● WORK TO BE COMPLETED
No images are to be carried over; print all other material exactly as it stands.
---------------
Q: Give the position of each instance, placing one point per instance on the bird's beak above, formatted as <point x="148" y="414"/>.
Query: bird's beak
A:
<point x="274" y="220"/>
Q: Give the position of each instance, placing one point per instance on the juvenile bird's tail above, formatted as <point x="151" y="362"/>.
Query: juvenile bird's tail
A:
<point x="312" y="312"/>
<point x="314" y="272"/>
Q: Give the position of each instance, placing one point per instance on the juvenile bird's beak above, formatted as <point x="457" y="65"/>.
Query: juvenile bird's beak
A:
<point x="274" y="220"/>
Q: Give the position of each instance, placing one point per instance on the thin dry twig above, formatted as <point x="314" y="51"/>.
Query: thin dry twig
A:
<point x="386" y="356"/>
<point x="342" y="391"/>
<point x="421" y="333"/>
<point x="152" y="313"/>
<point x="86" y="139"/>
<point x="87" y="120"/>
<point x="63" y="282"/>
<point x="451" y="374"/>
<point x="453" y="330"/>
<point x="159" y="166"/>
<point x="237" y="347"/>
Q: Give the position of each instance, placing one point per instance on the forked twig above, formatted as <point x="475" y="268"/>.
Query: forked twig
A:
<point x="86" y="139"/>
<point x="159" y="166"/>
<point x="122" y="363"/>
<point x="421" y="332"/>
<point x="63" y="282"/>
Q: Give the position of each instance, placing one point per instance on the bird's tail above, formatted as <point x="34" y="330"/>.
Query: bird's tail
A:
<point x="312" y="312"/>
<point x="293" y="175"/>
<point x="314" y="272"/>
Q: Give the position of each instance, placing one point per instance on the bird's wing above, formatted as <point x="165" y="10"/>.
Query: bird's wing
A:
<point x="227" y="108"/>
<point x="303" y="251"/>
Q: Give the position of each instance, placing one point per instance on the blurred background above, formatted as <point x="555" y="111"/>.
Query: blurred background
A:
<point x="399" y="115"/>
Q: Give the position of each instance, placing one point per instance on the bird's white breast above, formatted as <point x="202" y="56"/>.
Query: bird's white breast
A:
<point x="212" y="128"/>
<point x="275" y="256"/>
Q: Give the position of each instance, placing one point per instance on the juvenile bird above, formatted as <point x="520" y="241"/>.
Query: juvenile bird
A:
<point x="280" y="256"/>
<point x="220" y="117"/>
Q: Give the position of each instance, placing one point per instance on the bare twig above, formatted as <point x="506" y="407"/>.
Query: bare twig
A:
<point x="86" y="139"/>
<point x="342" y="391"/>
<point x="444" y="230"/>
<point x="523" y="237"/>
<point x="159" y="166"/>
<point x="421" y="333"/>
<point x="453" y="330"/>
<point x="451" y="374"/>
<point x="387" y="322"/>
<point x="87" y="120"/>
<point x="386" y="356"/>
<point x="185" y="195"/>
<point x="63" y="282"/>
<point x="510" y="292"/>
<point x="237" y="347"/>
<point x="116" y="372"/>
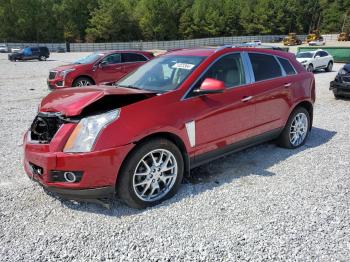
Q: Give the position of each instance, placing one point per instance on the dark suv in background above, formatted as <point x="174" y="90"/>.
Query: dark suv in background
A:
<point x="30" y="53"/>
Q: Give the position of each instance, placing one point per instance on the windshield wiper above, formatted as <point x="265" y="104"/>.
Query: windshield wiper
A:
<point x="131" y="87"/>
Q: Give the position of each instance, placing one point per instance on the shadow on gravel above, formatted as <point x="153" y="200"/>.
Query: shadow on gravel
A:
<point x="252" y="161"/>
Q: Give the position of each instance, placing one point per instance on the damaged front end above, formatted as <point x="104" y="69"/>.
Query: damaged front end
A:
<point x="59" y="147"/>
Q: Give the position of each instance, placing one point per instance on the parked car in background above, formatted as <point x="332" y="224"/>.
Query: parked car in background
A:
<point x="3" y="48"/>
<point x="318" y="42"/>
<point x="97" y="68"/>
<point x="341" y="84"/>
<point x="31" y="53"/>
<point x="182" y="109"/>
<point x="316" y="60"/>
<point x="15" y="50"/>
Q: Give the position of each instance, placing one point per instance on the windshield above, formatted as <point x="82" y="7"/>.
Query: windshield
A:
<point x="162" y="74"/>
<point x="305" y="55"/>
<point x="88" y="59"/>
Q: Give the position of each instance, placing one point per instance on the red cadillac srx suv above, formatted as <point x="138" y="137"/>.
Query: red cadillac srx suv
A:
<point x="97" y="68"/>
<point x="139" y="138"/>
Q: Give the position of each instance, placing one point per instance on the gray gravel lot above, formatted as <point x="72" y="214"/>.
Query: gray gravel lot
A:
<point x="265" y="203"/>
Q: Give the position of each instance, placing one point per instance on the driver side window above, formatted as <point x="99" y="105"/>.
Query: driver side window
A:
<point x="228" y="69"/>
<point x="112" y="59"/>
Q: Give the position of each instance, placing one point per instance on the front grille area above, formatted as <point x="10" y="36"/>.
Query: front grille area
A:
<point x="346" y="79"/>
<point x="52" y="75"/>
<point x="44" y="127"/>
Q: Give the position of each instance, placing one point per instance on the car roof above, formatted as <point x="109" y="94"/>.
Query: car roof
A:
---------------
● EXERCISE RESPONSE
Q: Give the position of each instance, placing one point per instance on the bird's beak above, formatted as <point x="148" y="414"/>.
Query: bird's beak
A:
<point x="274" y="220"/>
Q: Give the position of each instance, placing one point per instance on the juvenile bird's tail above, formatted as <point x="151" y="362"/>.
Query: juvenile bird's tail
A:
<point x="312" y="312"/>
<point x="314" y="272"/>
Q: Give the position of each instance, placing one point per instance on the juvenile bird's beak above, formatted as <point x="457" y="65"/>.
Query: juvenile bird's beak
A:
<point x="274" y="220"/>
Q: Give the position of each instance, placing one point per instance on the thin dry twig above, formatted as <point x="314" y="51"/>.
Query: thin dry twig
A:
<point x="386" y="356"/>
<point x="342" y="391"/>
<point x="421" y="333"/>
<point x="152" y="313"/>
<point x="86" y="139"/>
<point x="87" y="120"/>
<point x="63" y="282"/>
<point x="451" y="374"/>
<point x="453" y="330"/>
<point x="159" y="166"/>
<point x="237" y="347"/>
Q: Give the position of each instance, placing one point per instance on the forked twig above, formatted as <point x="475" y="268"/>.
Query: forked twig
A:
<point x="86" y="139"/>
<point x="159" y="166"/>
<point x="122" y="363"/>
<point x="421" y="332"/>
<point x="63" y="282"/>
Q: Give the position of each instance, placing one point per instance on the bird's tail above, formatted as <point x="34" y="330"/>.
Query: bird's tail
A:
<point x="312" y="312"/>
<point x="293" y="175"/>
<point x="314" y="272"/>
Q: Give the position of each instance, placing one point per instance on the bird's wing above, formatted as <point x="165" y="10"/>.
Query: bird's wing
A:
<point x="227" y="108"/>
<point x="303" y="251"/>
Q: Give the position of each instance, placing one point per instance on the blurred background above, formatted as <point x="555" y="111"/>.
Query: blurred background
A:
<point x="399" y="115"/>
Q: Give the position of each instance, placing one point per instance on the bird's white breast above, formatted as <point x="202" y="56"/>.
Query: bird's white breast
A:
<point x="212" y="128"/>
<point x="275" y="256"/>
Q: Give the position of each instance, placing one point per instance on the juvenile bird above, formatted as <point x="520" y="241"/>.
Query: juvenile bird
A:
<point x="280" y="256"/>
<point x="220" y="117"/>
Q: Give the position of each instance, placing one point per instance on the bare twig above, formatted as <point x="506" y="407"/>.
Query: bare twig
A:
<point x="86" y="139"/>
<point x="342" y="391"/>
<point x="444" y="230"/>
<point x="523" y="237"/>
<point x="159" y="166"/>
<point x="421" y="333"/>
<point x="453" y="330"/>
<point x="451" y="374"/>
<point x="387" y="322"/>
<point x="87" y="120"/>
<point x="386" y="356"/>
<point x="185" y="195"/>
<point x="63" y="282"/>
<point x="510" y="292"/>
<point x="237" y="347"/>
<point x="116" y="372"/>
Q: Give the position of each instance, placing one point per instance on the dark suv in background above, formatted as <point x="174" y="90"/>.
Query: dark suv in background
A:
<point x="30" y="53"/>
Q: Give the position of each instance, placing one point per instance on the windshield wiper above, formatted as <point x="265" y="104"/>.
Query: windshield wiper
A:
<point x="131" y="87"/>
Q: Give the position of each instance, placing one point per instance on the shadow on gravel above, formatted as <point x="153" y="200"/>.
Query: shadow on gravel
A:
<point x="252" y="161"/>
Q: Give the position of each instance, placing one point per instance on the damaged front end above, formatted as <point x="104" y="69"/>.
Query: damaged front end
A:
<point x="59" y="147"/>
Q: Give the position of each instance, placing one point per instance on the parked car in background above, formatted as <point x="332" y="224"/>.
Query: parked car in background
A:
<point x="3" y="48"/>
<point x="318" y="42"/>
<point x="97" y="68"/>
<point x="341" y="84"/>
<point x="31" y="53"/>
<point x="182" y="109"/>
<point x="316" y="60"/>
<point x="15" y="50"/>
Q: Give the position of each instance, placing one point per instance on the windshield above, formatted as <point x="82" y="7"/>.
Query: windshield
A:
<point x="162" y="74"/>
<point x="305" y="55"/>
<point x="88" y="59"/>
Q: Give the position of each instance, placing one point per instance on the red cadillac srx suv above, formatted as <point x="138" y="137"/>.
Query: red cadillac srx suv
A:
<point x="97" y="68"/>
<point x="139" y="138"/>
Q: Give the position of each instance, placing one point per instance on the gray gravel lot above, formatted as <point x="72" y="214"/>.
Query: gray gravel lot
A:
<point x="265" y="203"/>
Q: Give the position of each instance, placing one point per instance on the driver side window above, formatted as <point x="99" y="105"/>.
Query: driver side window
A:
<point x="228" y="69"/>
<point x="112" y="59"/>
Q: Give the position of each instance, placing one point per instance on the front grille area above, formatted as <point x="10" y="36"/>.
Query: front grille area
A:
<point x="346" y="79"/>
<point x="52" y="75"/>
<point x="44" y="127"/>
Q: Give the position of each instance, placing one point per instance on the car roof above, formatted as <point x="109" y="94"/>.
Query: car roof
A:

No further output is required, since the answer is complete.